South Carolina set to carry out its first execution in 13 years after securing medication needed for lethal injection
CNN
South Carolina is set on Friday to execute Freddie Owens, who would become the first death row inmate to die at the hands of the state in 13 years, for killing a convenience store clerk during a 1997 robbery.
South Carolina plans to move forward Friday with the execution of Freddie Owens, an inmate convicted in the 1997 killing of a convenience store clerk who would become the first person on death row to die at the hands of the state in 13 years. Owens, 46, is scheduled to be put to death for the killing of Irene Graves, according to the state’s Department of Corrections. The state’s supreme court on Thursday again declined to halt the execution. Owen’s attorneys filed for a stay of execution with the Supreme Court of the United States on Friday, hours before his scheduled execution, court documents show. The inmate requested an emergency injunction in part because the violation of due process his attorneys said occurred when South Carolina’s Department of Corrections and Gov. Henry McMaster did not provide Owens with basic information about the lethal injection drugs and the execution team’s qualifications, according to the emergency motion. Owens has also requested clemency from McMaster, according to the Associated Press. If McMaster chooses not to grant it on Friday and if the US Supreme Court rejects the appeal, Owens’ state-mandated death will mark the state’s first by lethal injection since it regained access to the medication required to perform the procedure following nearly a decade of lethal injection supply issues. Graves, a 41-year-old mother of three children, was working an overnight shift at a store in Greenville on November 1, 1997, when she was shot and killed during a robbery, CNN affiliate WHNS reported.

PROBLEM DESCRIPTION: Copy word for word the part of the South Carolina execution article starting at "South Carolina set" and ending at "a 1997 robbery.".

GIVEN INFORMATION:

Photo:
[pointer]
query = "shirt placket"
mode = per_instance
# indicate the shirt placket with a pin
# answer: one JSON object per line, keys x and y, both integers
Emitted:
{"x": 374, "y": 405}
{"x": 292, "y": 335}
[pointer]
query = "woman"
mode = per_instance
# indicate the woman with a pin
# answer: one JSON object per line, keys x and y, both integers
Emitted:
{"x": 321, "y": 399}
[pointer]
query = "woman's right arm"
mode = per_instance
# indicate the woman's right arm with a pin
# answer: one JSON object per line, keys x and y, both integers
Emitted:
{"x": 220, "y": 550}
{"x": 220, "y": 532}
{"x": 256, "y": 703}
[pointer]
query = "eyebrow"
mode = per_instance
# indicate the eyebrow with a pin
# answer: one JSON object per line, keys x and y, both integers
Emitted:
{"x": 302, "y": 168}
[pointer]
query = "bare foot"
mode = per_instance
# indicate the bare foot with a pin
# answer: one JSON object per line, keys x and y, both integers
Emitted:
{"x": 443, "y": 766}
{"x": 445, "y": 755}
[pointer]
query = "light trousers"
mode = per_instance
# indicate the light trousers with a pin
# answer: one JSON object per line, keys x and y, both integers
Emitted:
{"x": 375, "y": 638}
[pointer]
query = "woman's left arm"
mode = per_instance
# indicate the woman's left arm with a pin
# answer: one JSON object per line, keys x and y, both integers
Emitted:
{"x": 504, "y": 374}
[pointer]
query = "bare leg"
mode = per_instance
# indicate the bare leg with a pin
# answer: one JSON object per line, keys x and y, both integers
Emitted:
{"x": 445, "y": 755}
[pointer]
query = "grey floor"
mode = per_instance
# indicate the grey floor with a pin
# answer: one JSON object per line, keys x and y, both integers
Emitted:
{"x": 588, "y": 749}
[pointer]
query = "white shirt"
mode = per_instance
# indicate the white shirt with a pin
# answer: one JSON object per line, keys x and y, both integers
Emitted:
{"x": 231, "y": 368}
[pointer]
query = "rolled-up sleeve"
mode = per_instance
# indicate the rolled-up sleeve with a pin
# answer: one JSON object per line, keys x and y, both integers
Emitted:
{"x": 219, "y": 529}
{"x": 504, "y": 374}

OUTPUT:
South Carolina set to carry out its first execution in 13 years after securing medication needed for lethal injection
CNN
South Carolina is set on Friday to execute Freddie Owens, who would become the first death row inmate to die at the hands of the state in 13 years, for killing a convenience store clerk during a 1997 robbery.